Set problem
Copy the listing word for word, beginning at the line that has "Trace the outline of every instance of the child's" and stopping after the line that has "[[[224,136],[209,143],[171,143],[172,170],[231,169],[232,137]]]".

········

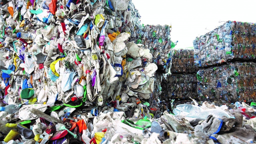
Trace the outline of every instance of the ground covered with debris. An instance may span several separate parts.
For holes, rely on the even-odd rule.
[[[131,0],[1,2],[1,143],[256,141],[254,24],[175,50]]]

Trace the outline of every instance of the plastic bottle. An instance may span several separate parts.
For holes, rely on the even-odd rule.
[[[227,113],[221,109],[214,108],[204,110],[198,106],[187,104],[177,106],[173,112],[175,115],[204,119],[211,115],[216,117],[230,117]]]
[[[34,36],[29,33],[25,33],[21,32],[17,33],[17,37],[25,39],[32,40]]]
[[[10,114],[13,114],[18,111],[21,107],[21,105],[9,105],[5,107],[0,107],[0,111],[4,111]]]

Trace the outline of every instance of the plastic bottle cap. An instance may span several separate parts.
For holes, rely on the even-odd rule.
[[[0,107],[0,111],[4,111],[5,109],[5,108],[4,107]]]
[[[71,100],[72,101],[74,101],[77,100],[77,98],[76,97],[73,97],[71,98]]]
[[[85,72],[85,73],[86,74],[87,74],[87,73],[90,73],[90,72],[91,72],[91,71],[90,70],[87,70],[86,71],[86,72]]]
[[[106,54],[106,55],[107,55],[107,58],[109,59],[110,58],[110,56],[109,55],[109,54],[107,53]]]
[[[17,33],[17,37],[20,38],[21,36],[21,34],[20,32]]]

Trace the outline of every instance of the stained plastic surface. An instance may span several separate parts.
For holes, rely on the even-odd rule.
[[[230,116],[228,113],[221,109],[209,109],[204,110],[198,106],[187,104],[177,106],[173,112],[177,116],[204,119],[206,118],[211,115],[216,117],[225,116],[229,118]]]
[[[229,21],[193,42],[196,65],[215,65],[233,59],[255,58],[256,36],[252,23]]]
[[[197,74],[198,99],[247,102],[255,100],[255,64],[230,63],[199,70]]]

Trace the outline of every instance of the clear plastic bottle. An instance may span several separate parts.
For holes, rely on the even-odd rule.
[[[204,110],[198,106],[187,104],[177,106],[173,112],[175,115],[193,118],[206,119],[211,115],[216,117],[230,117],[227,112],[221,109],[214,108]]]
[[[21,105],[9,105],[5,107],[0,107],[0,111],[7,112],[10,114],[13,114],[18,111],[21,107]]]

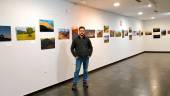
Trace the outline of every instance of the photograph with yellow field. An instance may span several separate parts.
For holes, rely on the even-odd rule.
[[[17,40],[35,40],[34,27],[16,27]]]
[[[40,20],[40,32],[54,32],[53,20]]]

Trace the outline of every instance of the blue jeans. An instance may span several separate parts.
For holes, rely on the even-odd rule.
[[[79,80],[79,72],[80,72],[82,63],[83,63],[83,81],[88,80],[89,57],[78,57],[76,58],[76,69],[74,72],[73,84],[77,84]]]

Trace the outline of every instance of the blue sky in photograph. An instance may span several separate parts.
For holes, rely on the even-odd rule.
[[[11,37],[11,26],[0,26],[0,35],[4,35],[5,37]]]
[[[53,20],[40,20],[40,23],[41,22],[47,22],[48,24],[50,24],[51,26],[54,26],[54,23],[53,23]]]

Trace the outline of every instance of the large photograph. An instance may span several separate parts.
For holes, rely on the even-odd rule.
[[[53,20],[40,20],[40,32],[54,32]]]
[[[59,29],[59,35],[58,35],[59,40],[69,39],[69,38],[70,38],[70,29],[64,29],[64,28]]]
[[[107,25],[104,26],[104,33],[109,33],[109,26]]]
[[[110,37],[115,37],[115,30],[110,30]]]
[[[78,36],[78,26],[73,26],[72,27],[72,39]]]
[[[104,43],[109,43],[109,35],[104,35]]]
[[[86,29],[85,34],[88,38],[95,38],[95,30]]]
[[[166,36],[166,29],[161,29],[161,35]]]
[[[17,40],[35,40],[34,27],[16,27]]]
[[[1,41],[11,41],[11,26],[0,26]]]
[[[41,49],[55,48],[55,38],[41,38]]]
[[[160,28],[153,28],[153,32],[160,32]]]
[[[152,35],[152,32],[145,32],[145,35]]]
[[[96,30],[97,38],[103,37],[103,30]]]

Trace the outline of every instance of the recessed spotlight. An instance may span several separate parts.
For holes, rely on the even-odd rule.
[[[113,6],[114,6],[114,7],[119,7],[119,6],[120,6],[120,3],[119,3],[119,2],[115,2],[115,3],[113,4]]]
[[[151,17],[151,19],[155,19],[155,17]]]
[[[138,12],[138,15],[143,15],[143,12]]]
[[[148,4],[148,7],[149,7],[149,8],[152,7],[152,4]]]

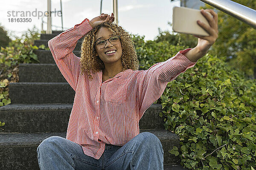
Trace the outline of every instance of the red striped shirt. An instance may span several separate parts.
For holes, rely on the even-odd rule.
[[[81,74],[80,58],[72,52],[78,40],[92,28],[85,19],[48,41],[56,64],[76,91],[67,139],[82,147],[85,154],[99,159],[105,143],[123,146],[139,134],[139,121],[162,95],[167,83],[196,62],[181,51],[147,70],[129,69],[102,82],[102,71]]]

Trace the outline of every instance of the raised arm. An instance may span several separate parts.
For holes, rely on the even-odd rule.
[[[196,64],[196,62],[191,62],[183,55],[191,50],[188,48],[180,51],[166,61],[155,64],[147,70],[138,71],[137,99],[140,119],[151,105],[162,96],[169,82]]]
[[[85,19],[50,40],[48,46],[58,67],[66,80],[76,91],[80,72],[80,58],[73,53],[78,40],[92,28]]]
[[[81,72],[80,58],[73,51],[78,40],[98,25],[106,22],[112,22],[114,20],[113,13],[111,16],[102,14],[90,21],[85,19],[81,23],[48,41],[48,46],[58,67],[75,91]]]

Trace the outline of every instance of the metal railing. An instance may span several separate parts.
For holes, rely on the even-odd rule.
[[[200,0],[256,29],[256,11],[230,0]]]

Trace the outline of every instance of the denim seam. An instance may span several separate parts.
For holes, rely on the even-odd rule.
[[[125,155],[126,153],[129,153],[130,152],[132,153],[132,152],[133,152],[133,151],[131,150],[131,151],[127,152],[126,152],[126,153],[123,153],[123,154],[122,154],[120,156],[119,156],[118,158],[116,158],[114,160],[113,160],[113,161],[112,161],[110,164],[109,164],[107,166],[106,166],[106,167],[108,167],[108,166],[110,165],[111,164],[113,164],[115,161],[116,161],[116,160],[117,160],[119,158],[121,158],[122,156],[123,156],[124,155]]]
[[[74,157],[74,155],[73,154],[72,154],[72,153],[70,153],[70,156],[71,157],[71,158],[72,159],[73,159],[73,158]],[[73,162],[73,163],[72,164],[71,164],[71,166],[73,166],[74,168],[76,167],[76,164],[75,164],[75,162]]]
[[[90,162],[86,162],[86,160],[85,160],[84,159],[81,159],[81,158],[78,158],[77,156],[73,156],[73,159],[77,159],[77,160],[79,160],[79,161],[81,161],[81,162],[84,162],[84,163],[87,163],[87,164],[90,164],[90,165],[93,165],[93,166],[96,166],[96,167],[99,167],[100,168],[100,167],[99,167],[99,166],[97,166],[97,165],[96,165],[93,164],[91,164]]]

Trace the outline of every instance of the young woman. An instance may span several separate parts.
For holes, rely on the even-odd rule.
[[[40,169],[163,170],[160,141],[140,133],[139,122],[167,83],[193,67],[217,38],[217,14],[201,12],[210,26],[198,24],[210,36],[147,70],[138,70],[134,43],[112,23],[113,13],[86,19],[50,40],[53,58],[76,95],[66,139],[52,136],[38,148]],[[80,59],[72,51],[84,36]]]

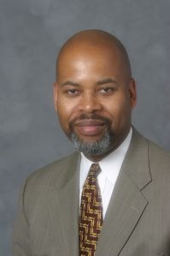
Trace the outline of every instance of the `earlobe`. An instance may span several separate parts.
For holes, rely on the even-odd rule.
[[[58,93],[58,85],[56,82],[53,84],[53,97],[54,97],[54,104],[55,110],[57,111],[57,93]]]
[[[137,104],[137,88],[136,88],[136,81],[133,78],[131,79],[129,85],[129,94],[130,94],[130,101],[132,110],[135,108]]]

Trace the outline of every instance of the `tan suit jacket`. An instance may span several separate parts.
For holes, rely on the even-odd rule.
[[[28,177],[15,228],[15,256],[79,255],[79,167],[75,152]],[[170,155],[135,130],[96,252],[118,255],[170,255]]]

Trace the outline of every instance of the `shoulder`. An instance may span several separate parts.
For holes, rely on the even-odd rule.
[[[43,168],[33,171],[26,180],[26,187],[60,187],[67,176],[67,179],[74,172],[79,161],[79,152],[60,158]]]
[[[170,152],[165,151],[162,147],[141,135],[137,130],[133,129],[133,144],[136,149],[143,147],[148,154],[149,164],[163,169],[170,170]]]

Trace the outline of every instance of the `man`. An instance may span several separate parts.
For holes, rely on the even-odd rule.
[[[115,37],[87,30],[65,43],[54,102],[78,152],[26,180],[15,256],[170,255],[169,153],[132,128],[136,101]]]

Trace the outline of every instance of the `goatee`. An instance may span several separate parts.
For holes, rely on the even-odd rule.
[[[82,140],[73,131],[70,134],[70,140],[75,147],[85,156],[99,156],[107,152],[113,143],[113,137],[114,133],[110,130],[107,130],[102,139],[95,141]]]

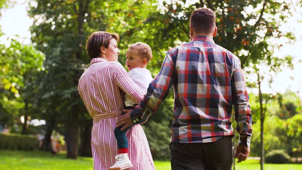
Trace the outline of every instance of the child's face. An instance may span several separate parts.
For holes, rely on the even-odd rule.
[[[145,67],[144,58],[139,56],[136,50],[129,50],[126,54],[126,65],[129,71],[134,68]]]

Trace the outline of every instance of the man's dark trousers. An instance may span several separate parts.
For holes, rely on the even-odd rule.
[[[224,136],[209,143],[171,143],[172,170],[231,169],[232,137]]]

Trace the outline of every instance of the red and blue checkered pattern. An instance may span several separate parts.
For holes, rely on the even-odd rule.
[[[240,60],[212,38],[198,36],[168,51],[132,118],[146,118],[155,112],[172,86],[171,142],[210,142],[233,135],[232,105],[237,131],[241,136],[251,135],[252,115]]]

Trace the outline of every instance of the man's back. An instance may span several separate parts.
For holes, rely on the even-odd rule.
[[[172,141],[209,142],[232,135],[231,76],[240,67],[239,59],[206,36],[171,50],[168,55],[176,72]],[[247,93],[246,97],[247,104]]]

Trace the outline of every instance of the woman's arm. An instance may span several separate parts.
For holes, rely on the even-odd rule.
[[[125,68],[119,62],[116,63],[113,67],[115,82],[136,103],[139,104],[144,97],[145,92],[133,81]]]

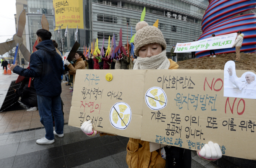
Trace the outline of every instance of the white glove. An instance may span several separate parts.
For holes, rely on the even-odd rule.
[[[92,129],[92,124],[91,122],[91,120],[88,120],[83,123],[81,126],[81,130],[87,136],[90,137],[93,136],[99,133],[99,132]]]
[[[197,152],[198,155],[200,157],[209,161],[214,161],[220,158],[222,154],[221,150],[218,144],[214,144],[209,141],[199,151]]]
[[[68,61],[66,60],[64,60],[64,64],[66,65],[66,66],[68,66],[70,63],[68,62]]]

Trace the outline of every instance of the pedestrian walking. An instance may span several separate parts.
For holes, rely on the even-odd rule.
[[[106,56],[105,57],[102,57],[101,58],[103,63],[103,69],[109,69],[111,64],[111,60],[108,59]]]
[[[59,137],[64,136],[64,118],[60,98],[63,62],[50,39],[52,33],[42,29],[37,30],[36,35],[38,44],[36,48],[37,50],[30,56],[30,69],[19,67],[16,61],[15,64],[11,66],[11,70],[19,75],[34,78],[40,121],[46,132],[45,137],[37,140],[36,143],[52,144],[54,142],[54,135]],[[52,110],[55,123],[54,131]]]
[[[91,58],[91,56],[88,56],[88,60],[86,60],[86,61],[87,61],[87,62],[88,63],[89,69],[93,69],[93,65],[94,64],[93,59]]]
[[[100,69],[100,65],[99,65],[99,59],[97,58],[97,57],[100,57],[98,56],[98,57],[95,57],[95,58],[93,58],[93,61],[94,62],[94,65],[93,66],[94,69]]]
[[[138,29],[138,27],[139,28]],[[178,65],[176,62],[167,58],[166,56],[166,43],[163,34],[158,28],[154,26],[149,26],[147,23],[143,21],[137,23],[136,30],[137,32],[134,38],[134,50],[135,55],[138,56],[138,58],[136,63],[134,65],[134,69],[172,69],[178,68]],[[91,120],[84,122],[81,126],[81,129],[89,136],[94,136],[99,133],[92,129],[92,124]],[[107,134],[108,134],[103,132],[100,133],[100,136]],[[208,144],[211,147],[214,145],[212,142],[209,142]],[[159,144],[157,145],[160,147]],[[161,154],[161,151],[164,149],[159,149],[151,152],[150,148],[152,145],[154,145],[154,143],[130,138],[126,147],[127,154],[126,162],[128,167],[169,168],[173,166],[174,157],[172,156],[174,155],[177,156],[174,158],[175,159],[175,167],[191,167],[191,152],[190,150],[169,146],[169,147],[164,148],[164,150],[166,149],[166,153],[168,155],[168,157],[167,155],[166,160],[165,160]],[[207,144],[205,145],[206,148],[208,145]],[[211,153],[215,152],[219,155],[218,158],[221,157],[220,148],[218,145],[217,145],[216,146],[217,147],[216,147],[216,149],[213,146],[212,151],[207,150],[207,156],[210,153],[209,155],[211,158]],[[206,152],[205,149],[203,149],[204,147],[203,147],[202,152],[200,153],[199,152],[199,154],[206,159],[210,159],[211,158],[205,157]],[[179,153],[180,155],[179,155]],[[164,158],[164,156],[163,157]]]
[[[114,58],[113,59],[113,61],[115,63],[115,69],[120,69],[120,68],[121,68],[121,61],[120,61],[119,57],[116,57],[117,59]]]
[[[85,61],[85,57],[81,52],[77,51],[75,55],[75,58],[76,60],[75,63],[74,63],[73,64],[75,65],[75,66],[72,65],[66,60],[65,60],[64,61],[64,64],[66,65],[68,69],[70,69],[69,71],[71,72],[73,74],[73,88],[74,88],[75,85],[76,70],[85,69],[87,65],[86,61]],[[70,93],[73,93],[73,89],[72,89],[70,92]]]
[[[125,48],[125,51],[127,52],[128,49],[127,44],[125,44],[124,48]],[[127,55],[125,55],[123,53],[123,51],[120,51],[122,53],[121,55],[119,56],[119,58],[120,58],[120,60],[121,61],[121,67],[120,67],[120,69],[128,69],[128,65],[129,65],[129,63],[127,61]]]
[[[243,36],[245,35],[242,33],[242,31],[239,31],[237,32],[237,39],[234,43],[232,48],[235,46],[235,53],[237,55],[235,60],[234,60],[234,62],[239,62],[240,61],[240,49],[242,47],[242,44],[243,40]]]
[[[8,65],[8,62],[5,60],[5,58],[3,58],[3,60],[2,61],[2,64],[1,66],[3,66],[3,69],[4,69],[5,67],[5,69],[6,71],[7,70],[7,65]]]

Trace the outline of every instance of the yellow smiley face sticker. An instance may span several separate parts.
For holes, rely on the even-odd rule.
[[[110,73],[107,74],[106,75],[106,79],[107,79],[107,81],[110,81],[112,79],[113,76],[112,76],[112,74]]]

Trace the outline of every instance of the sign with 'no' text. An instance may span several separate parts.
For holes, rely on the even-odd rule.
[[[69,125],[90,120],[101,132],[194,150],[212,141],[223,155],[256,159],[255,92],[246,87],[255,76],[232,68],[78,69]]]

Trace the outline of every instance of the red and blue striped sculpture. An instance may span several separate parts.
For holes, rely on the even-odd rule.
[[[211,37],[237,32],[245,34],[241,52],[256,52],[256,16],[255,13],[236,16],[256,7],[256,0],[209,0],[209,4],[203,17],[203,34],[198,40]],[[215,50],[216,54],[235,52],[235,48]],[[196,58],[209,56],[209,50],[197,52]]]

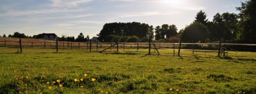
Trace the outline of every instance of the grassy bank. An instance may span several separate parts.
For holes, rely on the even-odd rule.
[[[24,49],[20,54],[0,49],[0,94],[253,94],[256,89],[256,53],[219,58],[216,52],[182,51],[179,57],[164,49],[147,55],[146,49]]]

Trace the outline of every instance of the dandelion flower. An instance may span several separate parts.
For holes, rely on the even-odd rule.
[[[58,83],[60,82],[60,80],[59,80],[59,79],[57,80],[57,82],[58,82]]]
[[[53,89],[53,88],[52,87],[52,86],[49,86],[48,88],[49,88],[49,90],[51,90]]]
[[[96,80],[96,79],[95,79],[95,78],[92,78],[92,81],[95,81],[95,80]]]
[[[88,75],[86,73],[84,74],[84,76],[85,76],[85,77],[87,76],[87,75]]]

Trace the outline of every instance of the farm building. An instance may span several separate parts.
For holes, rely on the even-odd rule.
[[[100,40],[98,40],[98,39],[97,39],[97,38],[95,37],[95,36],[93,36],[93,37],[92,37],[92,39],[91,39],[91,41],[92,42],[100,42],[101,41],[100,41]]]
[[[43,33],[39,36],[39,39],[45,40],[56,40],[57,35],[54,33]]]

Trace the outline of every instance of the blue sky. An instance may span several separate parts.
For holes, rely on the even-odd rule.
[[[245,0],[0,0],[0,35],[54,33],[96,36],[106,23],[137,22],[179,30],[200,10],[212,21],[217,13],[239,13]]]

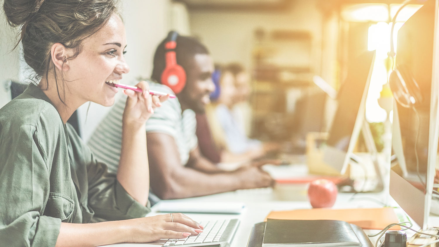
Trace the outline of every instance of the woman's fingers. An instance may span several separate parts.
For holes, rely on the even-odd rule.
[[[165,230],[170,230],[180,233],[190,233],[194,235],[203,232],[201,229],[194,229],[184,224],[178,222],[167,222],[163,225]]]
[[[164,102],[169,99],[169,94],[166,94],[164,96],[159,96],[158,98],[160,99],[161,102]]]
[[[204,228],[203,226],[200,226],[198,222],[181,213],[173,213],[172,215],[173,216],[174,222],[181,223],[193,228],[202,229]],[[171,221],[171,220],[169,221]]]
[[[132,99],[137,97],[136,92],[130,89],[126,89],[123,90],[123,93]]]
[[[187,236],[191,235],[191,233],[183,233],[181,232],[176,232],[172,230],[166,230],[163,234],[163,239],[179,239],[185,238]]]

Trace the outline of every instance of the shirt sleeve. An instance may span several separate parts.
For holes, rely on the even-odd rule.
[[[166,88],[159,89],[165,93],[169,93]],[[154,89],[154,88],[151,89]],[[147,132],[167,134],[174,137],[177,136],[176,124],[181,122],[181,108],[176,99],[168,100],[162,103],[162,106],[154,110],[154,114],[145,124]]]
[[[94,211],[93,221],[120,220],[144,217],[151,210],[133,198],[107,166],[94,159],[87,168],[89,206]]]
[[[9,247],[54,246],[61,219],[43,215],[51,168],[33,126],[0,126],[0,239]]]
[[[80,145],[87,164],[88,177],[88,206],[94,213],[94,222],[120,220],[144,217],[150,211],[149,202],[146,206],[133,198],[116,178],[108,171],[107,165],[98,162],[90,149],[69,126],[70,140]]]

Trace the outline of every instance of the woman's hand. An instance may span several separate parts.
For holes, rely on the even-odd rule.
[[[169,96],[158,96],[149,94],[148,82],[142,81],[136,86],[142,89],[142,92],[130,89],[124,90],[128,96],[125,109],[123,112],[124,123],[144,125],[154,113],[154,109],[159,107],[163,102],[169,98]]]
[[[203,226],[181,213],[128,220],[131,243],[149,243],[162,239],[184,238],[203,232]]]

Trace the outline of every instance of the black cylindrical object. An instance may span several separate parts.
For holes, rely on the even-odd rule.
[[[384,247],[406,247],[407,236],[402,231],[392,231],[385,233]]]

········

Exercise output
Trace the outline of every instance of the child's face. An instance may span several separate parts.
For holes, rely on the even-odd rule.
[[[145,67],[144,58],[139,56],[136,50],[129,50],[126,54],[126,65],[129,71],[134,68]]]

Trace the outline of every instance of the man's dark trousers. An instance may span several separate parts.
For holes, rely on the even-odd rule.
[[[224,136],[209,143],[171,143],[172,170],[231,169],[232,137]]]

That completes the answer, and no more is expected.